Passage:
=== Section Start ===

Proposals from British Columbia’s premier to expand involuntary mental health treatment in British Columbia are renewing debate around the state power to hospitalize someone against their will.

That power has shaped journalist Rob Wipond’s family for more than 20 years since his father was detained in Kelowna after seeking mental health support for the first time in early retirement. Wipond went on to report on issues of involuntary mental health care in Victoria and Vancouver.

More British Columbians are now being involuntarily detained and treated under the Mental Health Act than ever before, according to data from the Ministry of Health. Reports from the B.C. Ombudsman and legal advocacy groups outline patients’ legal rights were upheld in less than half of cases in 2019 and dehumanizing practices are commonplace.

Many families and advocacy organizations say B.C.’s broad laws allowing health-care providers to do so are essential to keeping their loved ones safe when they aren’t able to ask or accept help for themselves. They support better human rights adherence and fear changing laws would increase barriers to support and deprive their loved ones of care.

Wipond’s first book, published by BenBella Books last month, takes aim at the lack of public oversight and barriers to accountability for people who have been harmed by involuntary treatment. Your Consent Is Not Required traces the growth of involuntary detention across North America, arguing it is not the solution to complex problems many believe it to be.

The Tyee spoke with Wipond about his reporting on the rise of involuntary detention and where B.C. might go from here. This interview has been edited for length and clarity.

=== Section End ===

Items stored from a collection:

=== Section Start ===

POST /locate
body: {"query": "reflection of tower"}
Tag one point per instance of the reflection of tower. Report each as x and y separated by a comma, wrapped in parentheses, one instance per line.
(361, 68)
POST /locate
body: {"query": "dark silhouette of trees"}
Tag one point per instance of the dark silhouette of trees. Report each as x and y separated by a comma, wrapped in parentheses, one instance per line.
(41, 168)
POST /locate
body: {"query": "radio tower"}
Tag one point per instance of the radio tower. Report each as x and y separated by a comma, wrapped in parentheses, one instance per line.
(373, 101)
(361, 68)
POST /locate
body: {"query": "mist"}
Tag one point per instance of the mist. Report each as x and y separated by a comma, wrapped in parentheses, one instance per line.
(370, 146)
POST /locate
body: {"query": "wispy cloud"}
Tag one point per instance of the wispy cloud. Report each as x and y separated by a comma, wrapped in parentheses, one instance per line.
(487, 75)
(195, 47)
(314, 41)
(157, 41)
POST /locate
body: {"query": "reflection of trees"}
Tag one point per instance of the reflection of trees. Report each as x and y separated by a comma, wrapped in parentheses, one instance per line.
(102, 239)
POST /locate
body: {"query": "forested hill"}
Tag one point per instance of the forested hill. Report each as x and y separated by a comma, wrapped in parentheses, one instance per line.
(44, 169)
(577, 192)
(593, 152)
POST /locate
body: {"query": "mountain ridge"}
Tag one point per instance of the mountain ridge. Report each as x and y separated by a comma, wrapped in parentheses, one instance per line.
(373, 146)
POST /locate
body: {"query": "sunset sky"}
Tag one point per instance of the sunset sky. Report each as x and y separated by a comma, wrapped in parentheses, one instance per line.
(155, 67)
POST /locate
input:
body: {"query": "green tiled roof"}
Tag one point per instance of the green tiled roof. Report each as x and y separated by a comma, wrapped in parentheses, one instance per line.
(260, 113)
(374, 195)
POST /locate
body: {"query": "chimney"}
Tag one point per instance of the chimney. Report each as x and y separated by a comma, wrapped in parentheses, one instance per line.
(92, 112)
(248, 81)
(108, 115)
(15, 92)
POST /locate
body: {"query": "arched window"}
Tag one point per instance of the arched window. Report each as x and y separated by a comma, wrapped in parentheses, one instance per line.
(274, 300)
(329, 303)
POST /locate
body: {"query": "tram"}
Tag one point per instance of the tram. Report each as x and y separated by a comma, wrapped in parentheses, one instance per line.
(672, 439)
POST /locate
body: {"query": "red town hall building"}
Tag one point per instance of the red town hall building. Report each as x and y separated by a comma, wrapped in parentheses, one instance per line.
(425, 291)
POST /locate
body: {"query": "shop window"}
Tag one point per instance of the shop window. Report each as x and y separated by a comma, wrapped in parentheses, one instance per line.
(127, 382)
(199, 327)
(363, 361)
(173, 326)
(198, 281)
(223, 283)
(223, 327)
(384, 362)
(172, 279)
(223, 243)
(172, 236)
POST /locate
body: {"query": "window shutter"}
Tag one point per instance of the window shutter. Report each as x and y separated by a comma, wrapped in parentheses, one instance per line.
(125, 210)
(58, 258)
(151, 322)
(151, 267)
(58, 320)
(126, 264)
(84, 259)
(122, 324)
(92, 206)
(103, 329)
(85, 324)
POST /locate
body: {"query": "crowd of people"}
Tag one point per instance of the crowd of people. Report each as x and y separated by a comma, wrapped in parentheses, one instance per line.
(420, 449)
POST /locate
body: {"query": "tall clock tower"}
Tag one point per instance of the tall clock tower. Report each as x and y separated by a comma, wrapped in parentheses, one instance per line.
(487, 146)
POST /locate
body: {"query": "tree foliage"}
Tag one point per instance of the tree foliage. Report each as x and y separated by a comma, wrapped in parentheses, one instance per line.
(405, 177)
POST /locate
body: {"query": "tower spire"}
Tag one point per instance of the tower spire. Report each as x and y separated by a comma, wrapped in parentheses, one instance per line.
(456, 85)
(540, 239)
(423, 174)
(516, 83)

=== Section End ===

Task statement: Reproduce the passage on involuntary mental health treatment word for word, from "That power has" up to and including "Victoria and Vancouver.".

Response to the exercise:
That power has shaped journalist Rob Wipond’s family for more than 20 years since his father was detained in Kelowna after seeking mental health support for the first time in early retirement. Wipond went on to report on issues of involuntary mental health care in Victoria and Vancouver.